* TASK REQUIREMENTS: Tally the lines in the data below that contain the string "white", with case counting, and give only the number.

[Stored records]
►

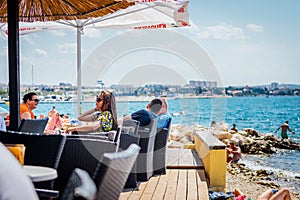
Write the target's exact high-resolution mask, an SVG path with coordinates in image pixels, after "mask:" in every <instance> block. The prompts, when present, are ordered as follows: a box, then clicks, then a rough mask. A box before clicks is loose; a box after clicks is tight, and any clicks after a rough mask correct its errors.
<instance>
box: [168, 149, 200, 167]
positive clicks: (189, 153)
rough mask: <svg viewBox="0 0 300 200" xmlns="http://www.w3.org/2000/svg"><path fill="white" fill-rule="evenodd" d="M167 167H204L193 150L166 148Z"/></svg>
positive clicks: (198, 158) (193, 150) (194, 150)
mask: <svg viewBox="0 0 300 200" xmlns="http://www.w3.org/2000/svg"><path fill="white" fill-rule="evenodd" d="M167 158H168V160H167V169H204V166H203V163H202V162H201V160H200V158H199V157H198V155H197V153H196V151H195V150H192V149H176V148H173V149H172V148H167Z"/></svg>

◄

* SOLUTION BELOW: 2